[Records from a data collection]
———
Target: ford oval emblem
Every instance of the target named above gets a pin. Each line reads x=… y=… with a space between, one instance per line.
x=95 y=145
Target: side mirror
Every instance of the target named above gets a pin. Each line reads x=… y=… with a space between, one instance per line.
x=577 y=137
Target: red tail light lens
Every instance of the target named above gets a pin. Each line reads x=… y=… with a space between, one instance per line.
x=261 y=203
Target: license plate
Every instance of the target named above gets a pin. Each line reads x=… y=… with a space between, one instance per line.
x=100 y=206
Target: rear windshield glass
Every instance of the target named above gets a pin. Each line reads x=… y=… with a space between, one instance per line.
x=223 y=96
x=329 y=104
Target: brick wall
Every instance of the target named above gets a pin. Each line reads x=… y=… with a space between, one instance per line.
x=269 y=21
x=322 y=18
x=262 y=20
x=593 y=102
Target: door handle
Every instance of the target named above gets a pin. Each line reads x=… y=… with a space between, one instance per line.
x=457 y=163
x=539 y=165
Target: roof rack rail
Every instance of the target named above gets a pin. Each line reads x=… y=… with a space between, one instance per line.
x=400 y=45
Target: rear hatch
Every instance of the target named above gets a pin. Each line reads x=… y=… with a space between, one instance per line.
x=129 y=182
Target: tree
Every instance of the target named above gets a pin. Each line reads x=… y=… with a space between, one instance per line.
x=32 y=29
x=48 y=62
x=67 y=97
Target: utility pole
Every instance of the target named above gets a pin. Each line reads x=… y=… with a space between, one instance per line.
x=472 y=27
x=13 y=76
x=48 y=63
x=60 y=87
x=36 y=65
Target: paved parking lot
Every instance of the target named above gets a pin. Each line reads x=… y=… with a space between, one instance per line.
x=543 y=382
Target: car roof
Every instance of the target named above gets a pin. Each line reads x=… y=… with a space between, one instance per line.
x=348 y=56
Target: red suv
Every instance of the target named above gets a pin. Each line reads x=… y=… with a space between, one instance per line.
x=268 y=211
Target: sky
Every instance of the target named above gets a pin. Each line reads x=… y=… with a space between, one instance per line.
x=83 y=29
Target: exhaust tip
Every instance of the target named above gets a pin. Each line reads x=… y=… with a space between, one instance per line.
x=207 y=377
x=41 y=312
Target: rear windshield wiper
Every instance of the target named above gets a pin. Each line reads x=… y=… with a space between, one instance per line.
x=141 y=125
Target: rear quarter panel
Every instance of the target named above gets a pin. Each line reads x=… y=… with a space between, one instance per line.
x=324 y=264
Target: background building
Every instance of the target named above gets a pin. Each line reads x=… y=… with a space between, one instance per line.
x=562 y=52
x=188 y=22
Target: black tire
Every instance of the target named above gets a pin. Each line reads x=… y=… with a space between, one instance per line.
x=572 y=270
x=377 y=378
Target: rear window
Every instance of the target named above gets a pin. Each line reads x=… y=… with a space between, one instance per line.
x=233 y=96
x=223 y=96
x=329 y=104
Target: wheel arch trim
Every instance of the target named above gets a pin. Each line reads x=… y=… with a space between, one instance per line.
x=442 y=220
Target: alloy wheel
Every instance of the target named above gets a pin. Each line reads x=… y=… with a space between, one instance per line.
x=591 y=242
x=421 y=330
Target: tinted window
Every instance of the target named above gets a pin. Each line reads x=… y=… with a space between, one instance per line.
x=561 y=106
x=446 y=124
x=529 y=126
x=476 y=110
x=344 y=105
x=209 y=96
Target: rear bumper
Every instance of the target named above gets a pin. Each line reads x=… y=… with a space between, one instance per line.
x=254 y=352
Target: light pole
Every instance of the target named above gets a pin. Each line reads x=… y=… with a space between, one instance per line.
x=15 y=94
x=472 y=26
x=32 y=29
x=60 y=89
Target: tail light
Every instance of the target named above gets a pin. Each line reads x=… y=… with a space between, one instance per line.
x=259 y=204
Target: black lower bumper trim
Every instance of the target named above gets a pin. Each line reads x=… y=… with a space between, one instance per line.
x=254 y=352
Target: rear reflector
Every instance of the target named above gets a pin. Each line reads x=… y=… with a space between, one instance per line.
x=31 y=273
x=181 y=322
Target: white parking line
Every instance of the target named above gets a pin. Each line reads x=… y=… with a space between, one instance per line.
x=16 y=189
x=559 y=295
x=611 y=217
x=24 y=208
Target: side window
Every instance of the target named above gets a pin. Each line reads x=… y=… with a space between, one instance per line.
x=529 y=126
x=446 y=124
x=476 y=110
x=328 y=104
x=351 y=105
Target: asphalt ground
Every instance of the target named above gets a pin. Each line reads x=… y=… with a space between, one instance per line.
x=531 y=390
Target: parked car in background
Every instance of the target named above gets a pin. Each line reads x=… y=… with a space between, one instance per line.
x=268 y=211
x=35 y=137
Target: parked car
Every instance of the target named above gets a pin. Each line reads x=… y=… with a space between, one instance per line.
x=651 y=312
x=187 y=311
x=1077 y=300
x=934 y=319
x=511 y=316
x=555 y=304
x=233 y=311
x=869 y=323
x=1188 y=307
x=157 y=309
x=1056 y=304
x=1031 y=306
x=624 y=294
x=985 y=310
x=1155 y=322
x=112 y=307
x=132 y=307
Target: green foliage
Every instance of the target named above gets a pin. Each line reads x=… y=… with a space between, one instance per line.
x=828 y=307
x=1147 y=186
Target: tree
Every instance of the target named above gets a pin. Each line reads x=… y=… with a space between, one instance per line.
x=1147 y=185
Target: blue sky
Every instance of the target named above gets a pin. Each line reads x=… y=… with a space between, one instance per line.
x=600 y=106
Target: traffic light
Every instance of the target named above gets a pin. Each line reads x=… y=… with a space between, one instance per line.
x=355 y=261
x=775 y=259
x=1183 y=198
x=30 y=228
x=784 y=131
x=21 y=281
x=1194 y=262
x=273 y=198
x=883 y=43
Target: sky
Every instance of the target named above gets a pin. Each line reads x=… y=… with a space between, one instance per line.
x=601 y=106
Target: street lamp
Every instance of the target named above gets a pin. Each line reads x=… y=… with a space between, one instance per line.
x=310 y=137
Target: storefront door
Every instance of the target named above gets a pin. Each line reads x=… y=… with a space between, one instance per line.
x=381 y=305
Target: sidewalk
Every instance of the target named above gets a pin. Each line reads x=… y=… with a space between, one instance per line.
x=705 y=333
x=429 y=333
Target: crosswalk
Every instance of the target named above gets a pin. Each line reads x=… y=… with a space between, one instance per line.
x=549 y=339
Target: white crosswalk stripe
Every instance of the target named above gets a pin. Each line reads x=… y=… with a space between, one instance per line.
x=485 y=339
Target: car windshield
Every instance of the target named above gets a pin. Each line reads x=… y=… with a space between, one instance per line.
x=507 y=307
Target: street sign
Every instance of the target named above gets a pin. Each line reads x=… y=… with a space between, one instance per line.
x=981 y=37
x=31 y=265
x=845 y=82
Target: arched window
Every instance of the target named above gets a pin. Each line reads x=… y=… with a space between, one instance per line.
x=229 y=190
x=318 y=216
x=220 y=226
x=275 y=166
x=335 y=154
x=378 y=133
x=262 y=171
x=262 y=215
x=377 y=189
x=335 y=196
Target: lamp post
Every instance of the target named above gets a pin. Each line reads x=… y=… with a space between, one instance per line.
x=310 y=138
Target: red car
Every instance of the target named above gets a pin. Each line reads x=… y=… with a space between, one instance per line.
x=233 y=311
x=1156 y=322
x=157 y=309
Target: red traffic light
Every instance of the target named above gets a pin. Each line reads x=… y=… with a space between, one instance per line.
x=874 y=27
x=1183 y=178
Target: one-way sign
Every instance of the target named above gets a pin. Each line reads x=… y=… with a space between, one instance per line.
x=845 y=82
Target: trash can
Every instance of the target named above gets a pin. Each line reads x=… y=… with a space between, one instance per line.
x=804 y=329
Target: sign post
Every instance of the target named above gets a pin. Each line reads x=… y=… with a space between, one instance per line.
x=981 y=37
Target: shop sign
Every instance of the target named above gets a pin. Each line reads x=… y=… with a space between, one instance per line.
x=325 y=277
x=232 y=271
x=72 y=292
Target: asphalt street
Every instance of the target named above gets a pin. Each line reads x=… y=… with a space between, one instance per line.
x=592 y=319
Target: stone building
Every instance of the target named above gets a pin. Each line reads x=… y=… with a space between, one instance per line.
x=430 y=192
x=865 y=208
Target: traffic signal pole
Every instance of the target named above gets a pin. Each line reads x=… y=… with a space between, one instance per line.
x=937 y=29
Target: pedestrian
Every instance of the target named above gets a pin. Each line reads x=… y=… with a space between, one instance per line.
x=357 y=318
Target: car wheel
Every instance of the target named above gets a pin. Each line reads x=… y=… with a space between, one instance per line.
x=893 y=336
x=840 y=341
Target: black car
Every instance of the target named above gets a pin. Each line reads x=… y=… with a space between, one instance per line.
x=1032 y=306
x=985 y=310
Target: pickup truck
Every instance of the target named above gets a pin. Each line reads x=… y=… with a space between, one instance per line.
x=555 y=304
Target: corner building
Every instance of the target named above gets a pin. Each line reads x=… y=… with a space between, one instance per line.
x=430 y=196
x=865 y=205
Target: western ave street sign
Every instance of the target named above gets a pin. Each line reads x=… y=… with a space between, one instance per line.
———
Render the lines of the records between the line holding "Target: utility pole" and the line holding "x=421 y=330", inclusive, as a JSON list of strings with one string per line. Leave out any blank lines.

> [Task solution]:
[
  "Target: utility pole",
  "Every instance of the target named above gets a pin. Each line reads x=… y=… with a space between, one instance per line.",
  "x=472 y=27",
  "x=13 y=76",
  "x=48 y=63",
  "x=60 y=87",
  "x=36 y=65",
  "Target: paved parking lot",
  "Every instance of the target named above gets a pin. Each line reads x=… y=… with a space between, one instance per line.",
  "x=543 y=382",
  "Target: car roof",
  "Every instance of the target named above gets a pin. Each line reads x=… y=… with a space between, one instance per line.",
  "x=348 y=56",
  "Target: red suv",
  "Every instance of the target named above gets a pin. Each line reads x=… y=… with a space between, one instance per line.",
  "x=268 y=211",
  "Target: sky",
  "Every instance of the target named above gets a pin. Each line reads x=… y=… with a space between, one instance per line.",
  "x=83 y=29",
  "Target: exhaust tip",
  "Every instance of the target named above gets a pin. Each line reads x=… y=… with a space between, one instance per line.",
  "x=207 y=377",
  "x=41 y=312",
  "Target: rear windshield wiper",
  "Every instance of the target named above gets a pin. Each line reads x=… y=… with a space between, one instance per line.",
  "x=141 y=125",
  "Target: rear quarter panel",
  "Every instance of the target named above gets a pin. Each line reads x=… y=… with a space between, one instance per line.",
  "x=324 y=264",
  "Target: background building",
  "Every instance of the target named above gets a pin. Each line reads x=… y=… with a space between, one instance per line.",
  "x=562 y=52",
  "x=188 y=22",
  "Target: black tire",
  "Every instance of the target named above gets a pin. Each line reads x=… y=… with a space between, one instance per line.",
  "x=572 y=270",
  "x=377 y=378",
  "Target: rear window",
  "Every instance of the target named above gets a pin. Each line reads x=… y=… with a space between, one instance per line.",
  "x=233 y=96",
  "x=223 y=96",
  "x=329 y=104",
  "Target: wheel arch trim",
  "Every instance of the target named above gets a pin. Each line reads x=… y=… with a space between, one instance per line.",
  "x=442 y=220",
  "Target: alloy wheel",
  "Every instance of the target named above gets a pin. Each line reads x=… y=… with a space between, one instance per line.",
  "x=591 y=242",
  "x=421 y=330"
]